Across all the entries below, how many lines contain the string "logo"? The number by itself is the answer.

Records shown Start Marker

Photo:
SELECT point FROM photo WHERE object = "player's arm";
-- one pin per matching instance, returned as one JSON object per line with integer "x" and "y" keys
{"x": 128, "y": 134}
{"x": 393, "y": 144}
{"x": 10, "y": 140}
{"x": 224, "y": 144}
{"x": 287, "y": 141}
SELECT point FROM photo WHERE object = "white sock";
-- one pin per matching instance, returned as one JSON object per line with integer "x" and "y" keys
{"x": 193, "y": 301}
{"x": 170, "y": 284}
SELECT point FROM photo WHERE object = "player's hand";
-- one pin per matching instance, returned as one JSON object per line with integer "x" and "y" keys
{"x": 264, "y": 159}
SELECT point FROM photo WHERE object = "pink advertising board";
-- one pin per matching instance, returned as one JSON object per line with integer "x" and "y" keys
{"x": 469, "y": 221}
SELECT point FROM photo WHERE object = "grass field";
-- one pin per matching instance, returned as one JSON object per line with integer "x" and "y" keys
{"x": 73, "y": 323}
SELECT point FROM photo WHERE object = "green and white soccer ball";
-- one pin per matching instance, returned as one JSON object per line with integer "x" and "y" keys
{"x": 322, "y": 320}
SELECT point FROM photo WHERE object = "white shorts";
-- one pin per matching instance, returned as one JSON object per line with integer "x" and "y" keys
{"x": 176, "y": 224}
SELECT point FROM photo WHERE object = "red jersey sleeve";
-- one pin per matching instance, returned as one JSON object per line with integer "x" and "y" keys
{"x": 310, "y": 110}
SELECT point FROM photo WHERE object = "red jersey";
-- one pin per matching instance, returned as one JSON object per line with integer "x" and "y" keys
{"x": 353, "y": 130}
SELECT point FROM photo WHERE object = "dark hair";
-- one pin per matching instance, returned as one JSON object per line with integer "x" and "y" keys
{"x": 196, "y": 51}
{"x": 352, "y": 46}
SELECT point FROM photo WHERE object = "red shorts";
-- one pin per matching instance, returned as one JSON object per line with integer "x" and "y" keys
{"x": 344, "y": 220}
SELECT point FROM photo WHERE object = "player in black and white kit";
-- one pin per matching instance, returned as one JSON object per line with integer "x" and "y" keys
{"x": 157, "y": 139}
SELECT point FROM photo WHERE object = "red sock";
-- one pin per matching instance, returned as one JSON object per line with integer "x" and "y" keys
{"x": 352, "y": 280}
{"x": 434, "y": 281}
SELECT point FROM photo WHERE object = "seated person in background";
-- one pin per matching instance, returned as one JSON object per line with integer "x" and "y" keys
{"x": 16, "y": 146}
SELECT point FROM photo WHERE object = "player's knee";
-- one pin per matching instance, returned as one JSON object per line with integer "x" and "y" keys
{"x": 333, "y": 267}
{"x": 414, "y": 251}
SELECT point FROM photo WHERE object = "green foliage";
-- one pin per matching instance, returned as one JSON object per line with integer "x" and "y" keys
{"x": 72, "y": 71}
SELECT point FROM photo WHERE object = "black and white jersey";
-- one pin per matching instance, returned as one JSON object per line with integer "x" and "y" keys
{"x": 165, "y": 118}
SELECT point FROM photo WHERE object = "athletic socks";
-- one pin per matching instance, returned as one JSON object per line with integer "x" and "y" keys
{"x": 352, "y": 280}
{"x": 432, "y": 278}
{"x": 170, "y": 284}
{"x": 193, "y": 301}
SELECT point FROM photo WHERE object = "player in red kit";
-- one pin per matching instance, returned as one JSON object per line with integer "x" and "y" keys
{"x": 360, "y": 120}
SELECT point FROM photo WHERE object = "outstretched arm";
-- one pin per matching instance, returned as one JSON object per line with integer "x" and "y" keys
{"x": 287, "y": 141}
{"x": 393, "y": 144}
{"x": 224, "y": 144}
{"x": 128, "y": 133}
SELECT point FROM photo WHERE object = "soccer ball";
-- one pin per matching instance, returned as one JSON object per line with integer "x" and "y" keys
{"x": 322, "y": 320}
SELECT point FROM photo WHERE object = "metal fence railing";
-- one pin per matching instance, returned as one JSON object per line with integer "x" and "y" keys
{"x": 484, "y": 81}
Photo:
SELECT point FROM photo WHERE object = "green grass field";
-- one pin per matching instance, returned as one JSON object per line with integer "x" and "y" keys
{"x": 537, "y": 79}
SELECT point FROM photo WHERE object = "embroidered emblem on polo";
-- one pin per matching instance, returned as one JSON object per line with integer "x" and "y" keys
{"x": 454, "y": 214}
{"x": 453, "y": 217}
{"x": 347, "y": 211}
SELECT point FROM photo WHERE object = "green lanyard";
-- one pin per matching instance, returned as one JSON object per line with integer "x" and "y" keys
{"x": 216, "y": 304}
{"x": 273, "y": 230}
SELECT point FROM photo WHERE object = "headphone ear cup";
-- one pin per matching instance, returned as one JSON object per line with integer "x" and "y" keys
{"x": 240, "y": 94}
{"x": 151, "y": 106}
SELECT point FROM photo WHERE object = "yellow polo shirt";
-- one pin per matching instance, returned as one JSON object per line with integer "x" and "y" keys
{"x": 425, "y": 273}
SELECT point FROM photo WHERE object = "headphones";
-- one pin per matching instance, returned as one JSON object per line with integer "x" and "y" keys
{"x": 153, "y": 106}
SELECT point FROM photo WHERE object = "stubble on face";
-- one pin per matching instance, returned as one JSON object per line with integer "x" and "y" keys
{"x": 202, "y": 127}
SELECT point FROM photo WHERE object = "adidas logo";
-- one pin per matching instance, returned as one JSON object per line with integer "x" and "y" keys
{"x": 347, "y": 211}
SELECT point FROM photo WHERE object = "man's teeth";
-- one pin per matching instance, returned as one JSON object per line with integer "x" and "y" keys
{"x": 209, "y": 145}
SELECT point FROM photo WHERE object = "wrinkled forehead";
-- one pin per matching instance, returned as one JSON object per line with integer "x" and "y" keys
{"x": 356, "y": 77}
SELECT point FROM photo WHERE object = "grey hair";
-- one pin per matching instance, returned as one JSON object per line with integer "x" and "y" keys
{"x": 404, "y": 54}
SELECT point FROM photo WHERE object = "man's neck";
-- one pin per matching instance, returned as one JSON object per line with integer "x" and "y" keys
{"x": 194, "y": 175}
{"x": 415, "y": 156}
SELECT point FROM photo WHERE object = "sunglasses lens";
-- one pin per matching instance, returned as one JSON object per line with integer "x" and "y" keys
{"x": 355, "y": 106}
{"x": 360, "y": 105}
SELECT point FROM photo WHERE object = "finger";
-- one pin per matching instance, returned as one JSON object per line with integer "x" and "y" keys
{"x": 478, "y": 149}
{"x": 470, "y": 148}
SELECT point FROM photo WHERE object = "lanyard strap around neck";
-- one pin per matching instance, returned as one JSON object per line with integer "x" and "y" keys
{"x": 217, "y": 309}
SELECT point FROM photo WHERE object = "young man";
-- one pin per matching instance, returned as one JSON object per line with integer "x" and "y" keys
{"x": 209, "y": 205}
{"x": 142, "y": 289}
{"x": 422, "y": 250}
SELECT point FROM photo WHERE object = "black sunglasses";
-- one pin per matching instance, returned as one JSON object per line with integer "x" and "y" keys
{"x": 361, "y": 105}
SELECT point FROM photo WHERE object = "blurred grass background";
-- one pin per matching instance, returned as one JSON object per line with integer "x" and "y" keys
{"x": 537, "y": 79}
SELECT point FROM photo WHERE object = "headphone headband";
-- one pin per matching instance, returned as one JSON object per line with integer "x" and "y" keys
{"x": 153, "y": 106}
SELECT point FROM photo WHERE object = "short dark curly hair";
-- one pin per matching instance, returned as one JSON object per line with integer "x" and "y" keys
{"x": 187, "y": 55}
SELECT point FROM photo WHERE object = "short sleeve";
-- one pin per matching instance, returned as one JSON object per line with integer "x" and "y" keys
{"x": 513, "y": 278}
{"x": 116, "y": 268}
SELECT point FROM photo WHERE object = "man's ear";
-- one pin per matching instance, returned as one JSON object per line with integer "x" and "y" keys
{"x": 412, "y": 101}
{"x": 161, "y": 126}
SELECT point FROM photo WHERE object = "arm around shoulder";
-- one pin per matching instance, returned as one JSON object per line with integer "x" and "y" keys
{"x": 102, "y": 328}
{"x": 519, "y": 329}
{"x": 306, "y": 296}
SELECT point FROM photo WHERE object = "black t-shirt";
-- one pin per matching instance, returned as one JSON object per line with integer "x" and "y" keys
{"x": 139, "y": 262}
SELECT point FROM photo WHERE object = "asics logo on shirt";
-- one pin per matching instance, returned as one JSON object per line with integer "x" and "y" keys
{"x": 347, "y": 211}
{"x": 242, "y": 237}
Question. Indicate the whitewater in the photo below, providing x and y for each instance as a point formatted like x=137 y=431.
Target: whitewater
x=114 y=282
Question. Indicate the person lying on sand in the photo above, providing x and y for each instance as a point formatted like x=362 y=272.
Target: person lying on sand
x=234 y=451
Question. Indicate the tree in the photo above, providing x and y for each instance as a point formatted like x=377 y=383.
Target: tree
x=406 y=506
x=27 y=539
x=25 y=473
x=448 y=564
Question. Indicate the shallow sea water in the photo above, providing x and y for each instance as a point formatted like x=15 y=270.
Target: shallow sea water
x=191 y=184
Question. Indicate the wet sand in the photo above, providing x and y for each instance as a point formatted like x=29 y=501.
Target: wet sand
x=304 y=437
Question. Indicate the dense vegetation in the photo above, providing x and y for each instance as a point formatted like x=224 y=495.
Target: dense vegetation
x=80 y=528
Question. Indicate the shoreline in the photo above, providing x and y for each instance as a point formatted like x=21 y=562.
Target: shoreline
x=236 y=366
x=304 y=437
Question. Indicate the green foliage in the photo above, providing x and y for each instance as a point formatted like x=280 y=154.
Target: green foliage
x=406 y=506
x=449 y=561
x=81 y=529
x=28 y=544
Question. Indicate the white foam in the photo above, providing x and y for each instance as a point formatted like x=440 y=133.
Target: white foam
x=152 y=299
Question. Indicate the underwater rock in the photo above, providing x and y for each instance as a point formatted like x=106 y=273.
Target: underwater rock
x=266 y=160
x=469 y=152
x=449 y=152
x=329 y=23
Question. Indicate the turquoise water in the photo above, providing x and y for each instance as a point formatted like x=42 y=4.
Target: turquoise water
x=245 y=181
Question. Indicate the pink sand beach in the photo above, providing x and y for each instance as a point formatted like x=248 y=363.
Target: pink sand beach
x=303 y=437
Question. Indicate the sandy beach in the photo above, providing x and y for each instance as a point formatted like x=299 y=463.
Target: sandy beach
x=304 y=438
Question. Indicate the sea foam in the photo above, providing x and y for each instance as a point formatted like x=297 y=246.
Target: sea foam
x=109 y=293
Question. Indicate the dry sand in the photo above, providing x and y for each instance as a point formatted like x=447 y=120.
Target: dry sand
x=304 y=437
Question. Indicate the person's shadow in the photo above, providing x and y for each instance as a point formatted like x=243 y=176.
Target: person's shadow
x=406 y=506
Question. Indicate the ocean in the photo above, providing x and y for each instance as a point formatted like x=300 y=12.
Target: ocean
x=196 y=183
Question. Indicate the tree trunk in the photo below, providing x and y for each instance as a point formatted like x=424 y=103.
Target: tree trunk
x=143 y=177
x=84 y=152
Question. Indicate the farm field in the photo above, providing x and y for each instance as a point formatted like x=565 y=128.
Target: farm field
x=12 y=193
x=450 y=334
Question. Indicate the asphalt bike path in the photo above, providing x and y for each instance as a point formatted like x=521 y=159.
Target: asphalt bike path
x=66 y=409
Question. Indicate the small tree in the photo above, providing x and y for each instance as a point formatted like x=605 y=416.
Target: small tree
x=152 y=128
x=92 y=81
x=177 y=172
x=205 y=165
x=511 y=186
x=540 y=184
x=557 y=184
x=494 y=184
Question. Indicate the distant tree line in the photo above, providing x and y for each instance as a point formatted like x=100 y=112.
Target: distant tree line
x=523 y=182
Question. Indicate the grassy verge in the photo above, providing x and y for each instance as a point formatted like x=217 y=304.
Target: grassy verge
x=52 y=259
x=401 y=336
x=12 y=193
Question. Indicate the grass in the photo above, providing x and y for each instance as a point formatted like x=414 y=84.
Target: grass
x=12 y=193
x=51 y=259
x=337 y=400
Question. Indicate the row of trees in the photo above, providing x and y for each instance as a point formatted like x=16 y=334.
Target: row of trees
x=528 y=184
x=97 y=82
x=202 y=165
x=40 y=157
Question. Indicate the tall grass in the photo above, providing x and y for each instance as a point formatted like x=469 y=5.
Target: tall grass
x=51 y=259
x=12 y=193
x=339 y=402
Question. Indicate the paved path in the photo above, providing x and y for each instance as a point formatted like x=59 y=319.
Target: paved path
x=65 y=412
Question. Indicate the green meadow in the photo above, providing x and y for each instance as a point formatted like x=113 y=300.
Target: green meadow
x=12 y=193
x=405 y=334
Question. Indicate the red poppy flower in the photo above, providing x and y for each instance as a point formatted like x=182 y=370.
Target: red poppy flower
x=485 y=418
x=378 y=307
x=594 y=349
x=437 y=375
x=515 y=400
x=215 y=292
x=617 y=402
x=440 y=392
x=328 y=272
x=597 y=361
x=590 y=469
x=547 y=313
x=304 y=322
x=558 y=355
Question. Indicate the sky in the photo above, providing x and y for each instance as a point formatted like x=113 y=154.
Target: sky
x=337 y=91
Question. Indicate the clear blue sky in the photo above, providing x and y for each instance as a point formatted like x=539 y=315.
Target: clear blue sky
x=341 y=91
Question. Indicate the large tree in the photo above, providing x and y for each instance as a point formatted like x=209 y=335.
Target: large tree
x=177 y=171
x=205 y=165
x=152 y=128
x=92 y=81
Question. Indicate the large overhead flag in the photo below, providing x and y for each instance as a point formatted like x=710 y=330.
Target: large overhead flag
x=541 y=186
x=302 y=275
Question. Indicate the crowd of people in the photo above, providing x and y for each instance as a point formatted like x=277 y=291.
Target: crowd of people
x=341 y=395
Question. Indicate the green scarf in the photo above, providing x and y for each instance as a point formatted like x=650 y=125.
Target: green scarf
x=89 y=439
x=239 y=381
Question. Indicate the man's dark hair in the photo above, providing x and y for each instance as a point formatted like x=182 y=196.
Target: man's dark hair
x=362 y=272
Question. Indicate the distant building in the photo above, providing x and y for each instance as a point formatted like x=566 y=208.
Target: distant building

Records shown End Marker

— Response to this exercise —
2